[Point annotation records]
────────────────────────────────────────
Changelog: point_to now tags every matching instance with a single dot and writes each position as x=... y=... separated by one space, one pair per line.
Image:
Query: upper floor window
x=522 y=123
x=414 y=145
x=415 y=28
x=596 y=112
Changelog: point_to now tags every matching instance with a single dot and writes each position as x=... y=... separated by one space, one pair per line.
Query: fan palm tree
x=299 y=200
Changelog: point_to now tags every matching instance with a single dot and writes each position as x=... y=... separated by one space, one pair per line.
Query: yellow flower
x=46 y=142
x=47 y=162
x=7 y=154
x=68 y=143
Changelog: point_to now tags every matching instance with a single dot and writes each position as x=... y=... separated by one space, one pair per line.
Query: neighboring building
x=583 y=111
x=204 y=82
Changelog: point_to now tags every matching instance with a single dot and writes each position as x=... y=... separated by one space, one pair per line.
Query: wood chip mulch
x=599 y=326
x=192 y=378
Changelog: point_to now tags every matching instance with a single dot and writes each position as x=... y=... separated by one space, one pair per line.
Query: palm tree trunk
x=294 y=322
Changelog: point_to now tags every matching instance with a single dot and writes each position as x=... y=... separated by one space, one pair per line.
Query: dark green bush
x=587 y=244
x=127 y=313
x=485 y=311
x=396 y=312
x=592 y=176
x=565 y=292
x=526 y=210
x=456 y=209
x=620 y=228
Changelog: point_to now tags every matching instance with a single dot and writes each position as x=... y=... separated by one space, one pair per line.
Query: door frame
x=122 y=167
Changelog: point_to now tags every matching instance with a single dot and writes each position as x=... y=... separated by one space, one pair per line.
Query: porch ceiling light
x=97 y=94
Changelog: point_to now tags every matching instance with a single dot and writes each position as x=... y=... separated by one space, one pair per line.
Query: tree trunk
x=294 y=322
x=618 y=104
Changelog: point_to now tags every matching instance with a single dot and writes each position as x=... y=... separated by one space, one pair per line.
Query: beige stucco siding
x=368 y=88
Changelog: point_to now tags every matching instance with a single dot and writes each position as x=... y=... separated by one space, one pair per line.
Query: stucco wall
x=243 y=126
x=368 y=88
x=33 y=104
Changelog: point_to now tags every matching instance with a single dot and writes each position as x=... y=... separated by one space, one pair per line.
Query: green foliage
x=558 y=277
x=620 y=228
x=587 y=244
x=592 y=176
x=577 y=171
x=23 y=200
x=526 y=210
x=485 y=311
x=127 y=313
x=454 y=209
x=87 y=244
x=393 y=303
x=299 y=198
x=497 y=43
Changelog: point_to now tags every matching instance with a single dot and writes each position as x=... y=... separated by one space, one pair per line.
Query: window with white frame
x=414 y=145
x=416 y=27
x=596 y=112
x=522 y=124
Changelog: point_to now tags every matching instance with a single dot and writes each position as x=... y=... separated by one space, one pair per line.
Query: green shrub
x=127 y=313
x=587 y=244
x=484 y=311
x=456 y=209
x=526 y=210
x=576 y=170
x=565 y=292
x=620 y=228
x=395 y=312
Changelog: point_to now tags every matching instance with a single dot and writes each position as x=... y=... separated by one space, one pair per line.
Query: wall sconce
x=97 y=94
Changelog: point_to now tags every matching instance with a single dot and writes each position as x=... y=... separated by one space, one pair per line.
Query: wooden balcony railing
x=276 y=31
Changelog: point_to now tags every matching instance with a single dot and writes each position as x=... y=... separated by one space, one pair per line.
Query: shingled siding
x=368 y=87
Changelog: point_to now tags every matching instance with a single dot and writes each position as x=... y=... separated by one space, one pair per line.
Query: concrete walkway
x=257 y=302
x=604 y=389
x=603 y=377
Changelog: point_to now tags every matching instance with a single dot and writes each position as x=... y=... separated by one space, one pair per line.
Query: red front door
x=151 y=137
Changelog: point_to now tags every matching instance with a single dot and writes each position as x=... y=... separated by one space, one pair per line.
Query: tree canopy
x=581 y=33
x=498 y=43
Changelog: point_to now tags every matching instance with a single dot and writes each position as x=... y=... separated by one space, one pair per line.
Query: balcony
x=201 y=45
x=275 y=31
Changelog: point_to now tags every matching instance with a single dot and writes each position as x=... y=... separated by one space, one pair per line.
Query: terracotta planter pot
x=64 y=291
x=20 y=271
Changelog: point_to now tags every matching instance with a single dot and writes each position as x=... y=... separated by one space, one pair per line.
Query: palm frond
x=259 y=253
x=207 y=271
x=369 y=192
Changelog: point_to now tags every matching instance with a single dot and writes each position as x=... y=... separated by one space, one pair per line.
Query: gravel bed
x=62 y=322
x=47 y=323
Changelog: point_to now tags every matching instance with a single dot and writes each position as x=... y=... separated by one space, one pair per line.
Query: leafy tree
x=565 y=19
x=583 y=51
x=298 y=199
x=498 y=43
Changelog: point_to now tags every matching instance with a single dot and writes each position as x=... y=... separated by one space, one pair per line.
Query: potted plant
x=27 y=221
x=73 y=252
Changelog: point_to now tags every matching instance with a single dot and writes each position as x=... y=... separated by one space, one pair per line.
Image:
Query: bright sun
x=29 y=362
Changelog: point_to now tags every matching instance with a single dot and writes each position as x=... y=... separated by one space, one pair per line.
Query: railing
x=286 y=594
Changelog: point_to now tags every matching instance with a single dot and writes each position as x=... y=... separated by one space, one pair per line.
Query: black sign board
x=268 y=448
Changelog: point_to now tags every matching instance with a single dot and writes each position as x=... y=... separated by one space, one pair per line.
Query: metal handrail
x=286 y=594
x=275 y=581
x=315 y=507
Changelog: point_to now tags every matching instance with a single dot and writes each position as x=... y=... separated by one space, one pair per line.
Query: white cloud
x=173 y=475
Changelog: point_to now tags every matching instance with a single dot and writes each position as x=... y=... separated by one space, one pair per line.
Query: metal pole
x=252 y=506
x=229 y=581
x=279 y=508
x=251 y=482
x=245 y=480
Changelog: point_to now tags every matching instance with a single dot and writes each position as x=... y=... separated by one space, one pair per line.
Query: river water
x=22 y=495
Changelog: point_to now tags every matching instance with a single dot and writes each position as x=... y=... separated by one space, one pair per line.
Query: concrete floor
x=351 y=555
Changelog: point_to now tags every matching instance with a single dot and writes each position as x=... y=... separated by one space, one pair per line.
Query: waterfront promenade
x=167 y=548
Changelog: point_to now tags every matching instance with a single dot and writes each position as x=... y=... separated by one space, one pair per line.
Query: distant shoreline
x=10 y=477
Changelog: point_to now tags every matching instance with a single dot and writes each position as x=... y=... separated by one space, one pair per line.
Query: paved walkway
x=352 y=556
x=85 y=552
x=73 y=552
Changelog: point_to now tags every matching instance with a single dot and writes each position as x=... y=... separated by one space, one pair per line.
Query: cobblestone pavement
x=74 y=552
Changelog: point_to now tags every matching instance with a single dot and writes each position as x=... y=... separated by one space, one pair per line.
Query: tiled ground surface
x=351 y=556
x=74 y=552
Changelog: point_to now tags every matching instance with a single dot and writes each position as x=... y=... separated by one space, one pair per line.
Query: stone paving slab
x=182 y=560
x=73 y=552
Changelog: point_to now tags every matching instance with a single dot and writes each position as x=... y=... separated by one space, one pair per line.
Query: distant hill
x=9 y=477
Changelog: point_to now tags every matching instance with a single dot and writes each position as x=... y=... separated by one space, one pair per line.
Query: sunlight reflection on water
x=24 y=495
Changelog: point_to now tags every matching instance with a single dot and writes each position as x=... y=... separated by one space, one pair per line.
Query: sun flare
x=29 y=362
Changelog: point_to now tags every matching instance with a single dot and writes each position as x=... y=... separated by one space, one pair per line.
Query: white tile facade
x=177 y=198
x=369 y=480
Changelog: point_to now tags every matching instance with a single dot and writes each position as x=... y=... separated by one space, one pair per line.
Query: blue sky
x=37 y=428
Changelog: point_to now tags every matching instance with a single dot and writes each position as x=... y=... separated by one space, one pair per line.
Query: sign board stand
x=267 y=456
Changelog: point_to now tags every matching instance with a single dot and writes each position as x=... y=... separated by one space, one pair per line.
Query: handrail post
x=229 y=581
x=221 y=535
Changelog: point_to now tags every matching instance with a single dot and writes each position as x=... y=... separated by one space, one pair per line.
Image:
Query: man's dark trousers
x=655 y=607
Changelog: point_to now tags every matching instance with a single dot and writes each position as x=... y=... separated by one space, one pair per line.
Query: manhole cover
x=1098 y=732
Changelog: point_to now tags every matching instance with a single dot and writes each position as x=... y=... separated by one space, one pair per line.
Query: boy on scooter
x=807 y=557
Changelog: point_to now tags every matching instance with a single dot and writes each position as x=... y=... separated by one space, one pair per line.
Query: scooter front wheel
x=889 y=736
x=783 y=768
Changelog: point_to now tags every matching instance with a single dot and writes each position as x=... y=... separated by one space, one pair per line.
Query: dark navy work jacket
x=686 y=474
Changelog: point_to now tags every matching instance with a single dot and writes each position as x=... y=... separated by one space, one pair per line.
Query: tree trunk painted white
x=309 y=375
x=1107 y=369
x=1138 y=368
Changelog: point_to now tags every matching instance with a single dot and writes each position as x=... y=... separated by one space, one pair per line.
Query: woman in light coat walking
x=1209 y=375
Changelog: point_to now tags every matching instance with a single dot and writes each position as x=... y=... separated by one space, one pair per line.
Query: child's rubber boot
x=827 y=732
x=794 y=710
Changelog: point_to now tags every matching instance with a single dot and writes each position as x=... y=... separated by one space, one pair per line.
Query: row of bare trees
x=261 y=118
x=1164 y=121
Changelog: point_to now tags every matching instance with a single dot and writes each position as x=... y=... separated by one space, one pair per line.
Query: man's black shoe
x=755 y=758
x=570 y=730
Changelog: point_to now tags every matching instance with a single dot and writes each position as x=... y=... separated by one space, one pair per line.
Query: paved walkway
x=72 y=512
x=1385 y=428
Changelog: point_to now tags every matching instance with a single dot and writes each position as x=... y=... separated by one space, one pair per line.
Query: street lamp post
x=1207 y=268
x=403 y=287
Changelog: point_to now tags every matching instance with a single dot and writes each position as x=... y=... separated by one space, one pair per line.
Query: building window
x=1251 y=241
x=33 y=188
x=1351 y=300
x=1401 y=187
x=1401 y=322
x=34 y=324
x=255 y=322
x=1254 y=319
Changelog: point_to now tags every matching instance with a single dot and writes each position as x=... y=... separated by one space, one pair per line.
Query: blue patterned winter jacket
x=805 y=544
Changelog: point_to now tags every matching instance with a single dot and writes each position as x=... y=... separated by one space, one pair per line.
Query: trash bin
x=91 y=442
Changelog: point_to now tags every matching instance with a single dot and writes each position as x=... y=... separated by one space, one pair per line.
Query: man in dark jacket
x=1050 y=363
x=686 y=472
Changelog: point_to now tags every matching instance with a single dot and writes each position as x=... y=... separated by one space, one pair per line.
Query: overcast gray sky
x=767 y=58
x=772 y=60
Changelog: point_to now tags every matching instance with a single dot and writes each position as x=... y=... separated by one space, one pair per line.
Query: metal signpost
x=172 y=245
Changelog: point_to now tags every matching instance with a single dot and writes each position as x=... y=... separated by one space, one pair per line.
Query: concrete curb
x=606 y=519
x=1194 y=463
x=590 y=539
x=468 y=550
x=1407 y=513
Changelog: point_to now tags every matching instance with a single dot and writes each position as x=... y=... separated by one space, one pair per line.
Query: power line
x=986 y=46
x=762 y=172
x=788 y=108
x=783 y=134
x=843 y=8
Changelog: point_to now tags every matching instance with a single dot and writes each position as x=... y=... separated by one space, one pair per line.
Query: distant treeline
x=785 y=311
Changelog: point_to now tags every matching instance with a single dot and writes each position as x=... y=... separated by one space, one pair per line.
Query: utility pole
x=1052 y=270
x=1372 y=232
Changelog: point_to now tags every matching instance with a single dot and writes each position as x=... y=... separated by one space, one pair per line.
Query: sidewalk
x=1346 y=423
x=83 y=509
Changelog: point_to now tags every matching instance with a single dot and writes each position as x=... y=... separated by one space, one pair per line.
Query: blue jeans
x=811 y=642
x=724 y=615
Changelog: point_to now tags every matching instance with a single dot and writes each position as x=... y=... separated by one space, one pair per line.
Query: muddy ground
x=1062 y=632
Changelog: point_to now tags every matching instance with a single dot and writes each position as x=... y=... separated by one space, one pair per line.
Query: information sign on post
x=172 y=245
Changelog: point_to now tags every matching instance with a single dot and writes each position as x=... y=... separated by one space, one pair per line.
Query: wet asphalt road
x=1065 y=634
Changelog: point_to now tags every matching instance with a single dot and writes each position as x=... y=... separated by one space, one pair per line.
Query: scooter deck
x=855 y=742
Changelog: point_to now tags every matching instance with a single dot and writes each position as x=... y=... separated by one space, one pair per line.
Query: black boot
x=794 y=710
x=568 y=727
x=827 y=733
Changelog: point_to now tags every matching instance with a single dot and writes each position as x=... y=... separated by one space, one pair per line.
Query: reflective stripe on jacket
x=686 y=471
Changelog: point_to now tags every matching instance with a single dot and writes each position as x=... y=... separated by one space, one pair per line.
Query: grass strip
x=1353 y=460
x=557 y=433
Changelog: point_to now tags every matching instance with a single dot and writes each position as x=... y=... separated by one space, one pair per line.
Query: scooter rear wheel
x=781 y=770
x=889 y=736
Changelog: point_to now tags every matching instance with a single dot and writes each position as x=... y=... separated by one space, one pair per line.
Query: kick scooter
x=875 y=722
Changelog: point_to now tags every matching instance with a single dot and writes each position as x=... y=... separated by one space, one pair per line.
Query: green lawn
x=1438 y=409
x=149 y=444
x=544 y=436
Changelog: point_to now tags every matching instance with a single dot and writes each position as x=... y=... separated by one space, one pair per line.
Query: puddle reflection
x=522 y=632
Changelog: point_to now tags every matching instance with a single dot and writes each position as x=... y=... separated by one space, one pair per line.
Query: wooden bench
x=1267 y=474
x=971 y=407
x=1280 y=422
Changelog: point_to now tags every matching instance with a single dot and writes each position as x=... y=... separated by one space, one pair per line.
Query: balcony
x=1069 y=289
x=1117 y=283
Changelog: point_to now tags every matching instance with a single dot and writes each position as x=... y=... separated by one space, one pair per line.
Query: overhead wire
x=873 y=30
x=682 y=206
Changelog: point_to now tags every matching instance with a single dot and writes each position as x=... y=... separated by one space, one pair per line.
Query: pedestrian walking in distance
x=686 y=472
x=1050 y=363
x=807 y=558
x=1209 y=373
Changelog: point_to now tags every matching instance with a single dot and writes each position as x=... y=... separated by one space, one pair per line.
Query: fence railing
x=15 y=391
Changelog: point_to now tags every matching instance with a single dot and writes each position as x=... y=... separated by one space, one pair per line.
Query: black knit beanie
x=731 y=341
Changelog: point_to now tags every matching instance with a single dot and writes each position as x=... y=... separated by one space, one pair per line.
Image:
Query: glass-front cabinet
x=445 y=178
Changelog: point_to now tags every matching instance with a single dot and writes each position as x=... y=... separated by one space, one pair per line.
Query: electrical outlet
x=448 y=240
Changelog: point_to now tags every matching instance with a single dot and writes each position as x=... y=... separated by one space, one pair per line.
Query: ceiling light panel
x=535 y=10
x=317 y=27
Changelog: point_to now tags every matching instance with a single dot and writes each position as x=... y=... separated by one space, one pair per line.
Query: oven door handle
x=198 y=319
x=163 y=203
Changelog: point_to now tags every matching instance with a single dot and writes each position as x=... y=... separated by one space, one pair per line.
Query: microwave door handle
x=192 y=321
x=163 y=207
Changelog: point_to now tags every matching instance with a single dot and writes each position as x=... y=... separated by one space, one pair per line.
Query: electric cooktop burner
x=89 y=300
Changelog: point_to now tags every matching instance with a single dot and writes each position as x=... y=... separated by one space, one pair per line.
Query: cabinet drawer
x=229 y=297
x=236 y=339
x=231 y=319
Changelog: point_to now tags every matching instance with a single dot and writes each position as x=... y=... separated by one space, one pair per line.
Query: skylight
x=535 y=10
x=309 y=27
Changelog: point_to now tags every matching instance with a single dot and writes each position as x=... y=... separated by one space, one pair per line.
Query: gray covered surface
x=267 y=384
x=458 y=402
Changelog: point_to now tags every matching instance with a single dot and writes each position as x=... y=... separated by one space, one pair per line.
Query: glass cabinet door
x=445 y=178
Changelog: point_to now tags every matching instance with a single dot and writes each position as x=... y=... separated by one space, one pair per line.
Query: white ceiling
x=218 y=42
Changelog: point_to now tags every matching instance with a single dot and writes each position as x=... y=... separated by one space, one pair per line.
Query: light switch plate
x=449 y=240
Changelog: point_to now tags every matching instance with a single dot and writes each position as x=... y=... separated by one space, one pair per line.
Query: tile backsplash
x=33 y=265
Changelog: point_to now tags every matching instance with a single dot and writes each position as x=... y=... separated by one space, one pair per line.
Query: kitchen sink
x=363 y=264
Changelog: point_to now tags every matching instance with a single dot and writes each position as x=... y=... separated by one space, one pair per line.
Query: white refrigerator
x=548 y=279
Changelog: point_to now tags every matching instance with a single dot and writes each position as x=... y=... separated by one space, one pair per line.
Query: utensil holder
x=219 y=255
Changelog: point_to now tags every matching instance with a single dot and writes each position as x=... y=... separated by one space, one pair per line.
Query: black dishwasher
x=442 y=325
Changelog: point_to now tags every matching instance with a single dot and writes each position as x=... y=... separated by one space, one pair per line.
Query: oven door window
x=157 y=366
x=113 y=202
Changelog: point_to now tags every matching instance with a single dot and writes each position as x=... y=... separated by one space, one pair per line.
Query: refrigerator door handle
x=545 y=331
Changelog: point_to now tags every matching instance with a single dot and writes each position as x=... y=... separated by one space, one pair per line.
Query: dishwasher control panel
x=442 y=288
────────────────────────────────────────
* DIRECTIONS *
Pull out every line of the data from the very first one through the line containing "x=192 y=378", including both ends, and reproduce them unchanged.

* FINISHED EXERCISE *
Changelog: point_to now tags every matching instance with a single dot and writes each position as x=... y=... separated by one space, one pair per line.
Image:
Query: upper floor window
x=522 y=123
x=414 y=145
x=415 y=28
x=596 y=112
Changelog: point_to now tags every matching instance with a single dot and writes each position as x=... y=... separated by one space, one pair per line.
Query: fan palm tree
x=299 y=200
Changelog: point_to now tags every matching instance with a single dot and writes each position as x=... y=... separated by one space, one pair per line.
Query: yellow flower
x=46 y=142
x=47 y=162
x=7 y=154
x=68 y=143
Changelog: point_to now tags every matching instance with a single dot and writes each position as x=... y=... separated by one space, one pair per line.
Query: neighboring building
x=583 y=111
x=204 y=82
Changelog: point_to now tags every matching instance with a single dot and writes each position as x=... y=... separated by one space, one pair per line.
Query: wood chip mulch
x=599 y=326
x=192 y=378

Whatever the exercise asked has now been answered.